▶ Extract to read
◇ ◇ ◇

Back to Engineering Blog

Introducing MockRDD for testing PySpark code

  • 7 min read

Summary

The LiveRamp Identity Data Science team is excited to share some of our PySpark testing infrastructure in the new open source library mockrdd. This contains the class MockRDD, which mirrors the behavior of PySpark RDD with several additions:

  • Extensive sanity checks to identify invalid inputs
  • More meaningful error messages for debugging issues
  • Straightforward to run within pdb
  • Removes Spark dependencies from development and testing environments
  • No Spark overhead when running through large test suites

Here’s a mini example of how to use MockRDD.

from mockrdd import MockRDD
def job(rdd):
    return rdd.map(lambda x: x*2).filter(lambda x: x>3)

assert job(MockRDD.empty()).collect() == []
assert job(MockRDD.of(1)).collect() == []
assert job(MockRDD.of(2)).collect() == [4]

 

We’ve found MockRDD to be quite helpful in developing and testing PySpark jobs and we’re happy to finally share it with the greater PySpark community. In the remainder of this blog post, I’ll walk you through some common uses of MockRDD and demonstrate how it provides additional functionality over using PySpark in local mode.

PySpark Background

Feel free to skip this section if you’re already familiar with PySpark. At a high-level, PySpark is a distributed data processing system based on performing idempotent operations on collections of values. The core component of PySpark is the Resilient Distributed Dataset (RDD), which represents a collection of values. An RDD can be created by reading data from distributed storage (e.g., the Hadoop Distributed File System, HDFS). You can perform an operation on an RDD to generate a new RDD that represents the results of that operation. E.g., you could map a function across all values in one RDD to generate a new RDD that contains the results of this function for each initial value in the original RDD.

◇ ◇ ◇

▶ Information shown
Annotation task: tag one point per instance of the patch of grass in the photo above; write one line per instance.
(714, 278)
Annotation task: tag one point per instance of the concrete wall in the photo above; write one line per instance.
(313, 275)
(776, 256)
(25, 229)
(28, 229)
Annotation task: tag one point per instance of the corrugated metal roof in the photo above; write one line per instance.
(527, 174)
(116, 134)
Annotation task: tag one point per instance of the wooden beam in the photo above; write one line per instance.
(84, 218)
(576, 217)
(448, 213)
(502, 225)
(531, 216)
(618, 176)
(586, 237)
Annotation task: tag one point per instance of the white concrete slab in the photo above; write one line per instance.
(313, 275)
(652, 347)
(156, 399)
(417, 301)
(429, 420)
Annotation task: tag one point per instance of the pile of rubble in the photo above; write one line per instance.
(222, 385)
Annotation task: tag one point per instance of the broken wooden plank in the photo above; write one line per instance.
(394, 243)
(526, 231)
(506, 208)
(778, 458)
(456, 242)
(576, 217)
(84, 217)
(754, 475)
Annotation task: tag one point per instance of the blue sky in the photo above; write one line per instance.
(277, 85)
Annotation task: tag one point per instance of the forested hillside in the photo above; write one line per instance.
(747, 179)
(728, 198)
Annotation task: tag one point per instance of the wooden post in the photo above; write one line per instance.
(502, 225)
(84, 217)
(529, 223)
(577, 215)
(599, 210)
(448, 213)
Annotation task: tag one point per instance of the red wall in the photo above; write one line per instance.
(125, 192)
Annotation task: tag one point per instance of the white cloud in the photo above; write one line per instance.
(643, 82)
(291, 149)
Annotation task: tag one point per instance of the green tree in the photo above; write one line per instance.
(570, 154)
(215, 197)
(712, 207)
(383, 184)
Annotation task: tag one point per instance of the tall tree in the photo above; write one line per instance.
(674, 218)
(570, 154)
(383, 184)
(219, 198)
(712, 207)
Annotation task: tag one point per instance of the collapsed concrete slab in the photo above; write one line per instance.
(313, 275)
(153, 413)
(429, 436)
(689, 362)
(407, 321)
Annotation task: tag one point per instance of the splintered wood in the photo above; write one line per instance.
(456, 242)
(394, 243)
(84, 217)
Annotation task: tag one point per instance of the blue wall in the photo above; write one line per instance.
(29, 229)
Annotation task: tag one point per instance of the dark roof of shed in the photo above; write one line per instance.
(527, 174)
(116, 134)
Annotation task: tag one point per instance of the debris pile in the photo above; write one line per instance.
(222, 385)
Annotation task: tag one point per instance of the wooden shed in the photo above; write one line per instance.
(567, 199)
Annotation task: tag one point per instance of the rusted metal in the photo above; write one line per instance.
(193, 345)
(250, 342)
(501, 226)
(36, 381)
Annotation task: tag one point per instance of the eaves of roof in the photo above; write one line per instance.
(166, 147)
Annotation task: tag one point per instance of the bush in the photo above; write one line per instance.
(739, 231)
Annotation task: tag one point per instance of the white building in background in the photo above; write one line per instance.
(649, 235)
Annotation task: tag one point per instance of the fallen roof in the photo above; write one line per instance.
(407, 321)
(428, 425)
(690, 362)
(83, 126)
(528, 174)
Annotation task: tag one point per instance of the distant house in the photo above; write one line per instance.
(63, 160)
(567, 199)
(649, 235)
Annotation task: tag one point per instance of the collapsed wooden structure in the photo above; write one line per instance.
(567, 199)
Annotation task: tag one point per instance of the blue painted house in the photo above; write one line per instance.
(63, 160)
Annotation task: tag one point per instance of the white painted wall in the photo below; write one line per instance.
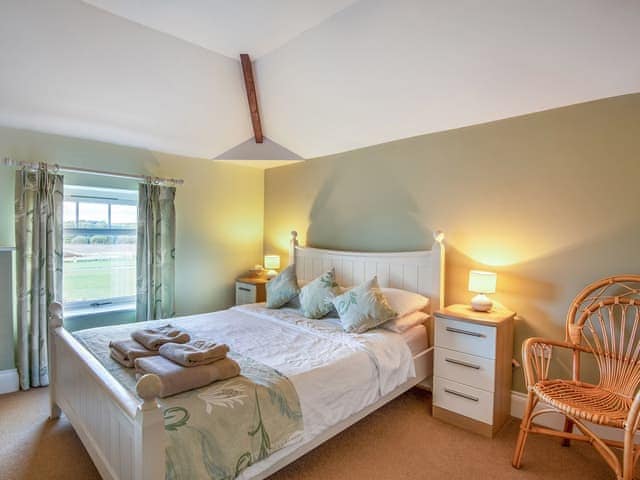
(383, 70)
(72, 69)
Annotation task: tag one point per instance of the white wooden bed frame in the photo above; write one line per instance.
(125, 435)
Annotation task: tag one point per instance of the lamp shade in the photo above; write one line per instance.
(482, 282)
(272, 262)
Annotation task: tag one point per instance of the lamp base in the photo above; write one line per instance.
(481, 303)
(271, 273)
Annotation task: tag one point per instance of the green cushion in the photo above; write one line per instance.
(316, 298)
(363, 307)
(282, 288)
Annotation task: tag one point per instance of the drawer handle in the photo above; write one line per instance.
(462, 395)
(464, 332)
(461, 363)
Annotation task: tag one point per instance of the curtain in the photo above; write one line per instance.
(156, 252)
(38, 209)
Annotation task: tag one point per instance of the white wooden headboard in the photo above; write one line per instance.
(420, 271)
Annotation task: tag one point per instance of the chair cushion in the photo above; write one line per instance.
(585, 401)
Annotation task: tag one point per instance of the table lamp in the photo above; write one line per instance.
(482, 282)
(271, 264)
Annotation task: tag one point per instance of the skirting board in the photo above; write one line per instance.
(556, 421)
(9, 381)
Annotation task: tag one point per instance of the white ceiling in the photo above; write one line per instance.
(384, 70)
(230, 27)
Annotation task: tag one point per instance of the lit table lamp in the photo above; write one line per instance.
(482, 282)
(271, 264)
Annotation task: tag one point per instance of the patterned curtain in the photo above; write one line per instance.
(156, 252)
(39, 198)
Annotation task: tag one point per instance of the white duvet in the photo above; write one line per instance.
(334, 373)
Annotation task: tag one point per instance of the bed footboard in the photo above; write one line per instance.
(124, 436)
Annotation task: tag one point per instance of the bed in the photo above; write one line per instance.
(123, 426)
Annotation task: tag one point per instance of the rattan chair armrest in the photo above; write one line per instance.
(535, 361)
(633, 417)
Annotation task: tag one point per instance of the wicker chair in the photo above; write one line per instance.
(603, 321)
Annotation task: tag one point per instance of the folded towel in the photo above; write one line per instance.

◇ ◇ ◇

▶ Exercise objective
According to the MockRDD blog post, what does MockRDD add to the behavior of a PySpark RDD? List every addition it names.

▶ Full answer
- Extensive sanity checks to identify invalid inputs
- More meaningful error messages for debugging issues
- Straightforward to run within pdb
- Removes Spark dependencies from development and testing environments
- No Spark overhead when running through large test suites